_Short exercise_
Output every line exactly as written. Leave out pictures.

— start Material shown —

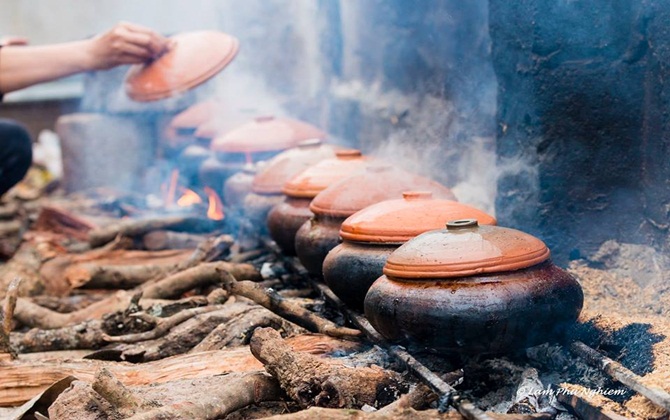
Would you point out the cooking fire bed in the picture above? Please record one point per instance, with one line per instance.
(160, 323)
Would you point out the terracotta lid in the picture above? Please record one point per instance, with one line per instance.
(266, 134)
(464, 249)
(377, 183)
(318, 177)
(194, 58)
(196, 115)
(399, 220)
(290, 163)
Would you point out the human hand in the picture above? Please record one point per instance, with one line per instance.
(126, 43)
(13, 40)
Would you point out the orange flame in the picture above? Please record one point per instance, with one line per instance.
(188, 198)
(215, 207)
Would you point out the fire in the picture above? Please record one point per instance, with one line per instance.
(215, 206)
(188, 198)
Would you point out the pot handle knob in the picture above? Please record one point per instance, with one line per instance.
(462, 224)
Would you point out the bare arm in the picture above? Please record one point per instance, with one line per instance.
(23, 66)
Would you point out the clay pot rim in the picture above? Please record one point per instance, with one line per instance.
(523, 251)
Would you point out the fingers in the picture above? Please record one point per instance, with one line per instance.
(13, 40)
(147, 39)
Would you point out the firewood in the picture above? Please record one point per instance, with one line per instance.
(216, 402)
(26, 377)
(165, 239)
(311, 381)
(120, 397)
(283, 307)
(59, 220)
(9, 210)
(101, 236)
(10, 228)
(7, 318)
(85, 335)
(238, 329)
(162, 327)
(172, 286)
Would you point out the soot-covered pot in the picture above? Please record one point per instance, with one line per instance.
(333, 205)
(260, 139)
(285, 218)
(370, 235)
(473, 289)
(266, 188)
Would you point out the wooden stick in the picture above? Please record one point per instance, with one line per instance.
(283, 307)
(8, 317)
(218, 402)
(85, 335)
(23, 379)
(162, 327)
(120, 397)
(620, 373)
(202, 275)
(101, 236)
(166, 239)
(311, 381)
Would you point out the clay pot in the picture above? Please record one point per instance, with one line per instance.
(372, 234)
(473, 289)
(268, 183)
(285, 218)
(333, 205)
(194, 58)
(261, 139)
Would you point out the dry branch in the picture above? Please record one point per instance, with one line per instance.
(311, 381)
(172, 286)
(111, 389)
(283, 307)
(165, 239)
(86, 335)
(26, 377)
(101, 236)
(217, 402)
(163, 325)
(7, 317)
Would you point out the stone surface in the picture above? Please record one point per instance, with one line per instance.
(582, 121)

— end Material shown —

_Complete output_
Would you point out the cooking fire bed in the picture above? Please record one point per instance, with one line per instance.
(160, 323)
Would you point out the terracotta lid in the picture above? Please record one point per instance, with one line per instance.
(266, 134)
(464, 249)
(377, 183)
(318, 177)
(194, 58)
(196, 115)
(399, 220)
(290, 163)
Would you point out the human hand in the picture above? Please record one point per instance, with one line per instance.
(126, 43)
(13, 40)
Would you point out the orange flame in the picture above? Please record one point per instance, with one line per instance.
(188, 198)
(215, 207)
Would you point out the fire in the picture above? Please record one point per instance, with one line per instance.
(215, 206)
(188, 198)
Would you point out the pot handle knob in the picture above? Please record one point per instance, with one line per instance.
(462, 224)
Would you point out the bare arm in the picture above? Please record one point per instance, with one line per instance.
(23, 66)
Would you point out the clay pot rim in the picture above? Please record one point per instance, with one line per instance.
(523, 251)
Would you point out the fingers in the picture above? Please record one point per instance, with one line per instance.
(13, 40)
(147, 39)
Would you point out the firewood in the picture above? Please record one point per instance, with one line per instance.
(216, 402)
(26, 377)
(165, 239)
(311, 381)
(120, 397)
(283, 307)
(59, 220)
(9, 210)
(101, 236)
(10, 228)
(7, 318)
(85, 335)
(238, 329)
(162, 327)
(172, 286)
Would you point out the soot-covered pot in the picture above? Please record one point per instance, with one line per instance.
(333, 205)
(260, 139)
(285, 218)
(370, 235)
(473, 289)
(266, 188)
Would you point out the wooden stick in the picture above? Please record one point per instance, with one line per instance.
(283, 307)
(8, 317)
(218, 402)
(85, 335)
(23, 379)
(162, 327)
(120, 397)
(620, 373)
(202, 275)
(101, 236)
(166, 239)
(311, 381)
Would you point out the clay pot in the picture above? Please record one point per instance, with one line per instance.
(372, 234)
(473, 289)
(268, 183)
(285, 218)
(333, 205)
(194, 58)
(261, 139)
Would you point out the dry branch in the picture above? Please record one point per instance, with one line per instance.
(311, 381)
(172, 286)
(111, 389)
(283, 307)
(165, 239)
(86, 335)
(26, 377)
(101, 236)
(217, 402)
(163, 325)
(7, 317)
Would you point out the stone surface in the picture above? Please record one point per instance, with one line per instance.
(582, 121)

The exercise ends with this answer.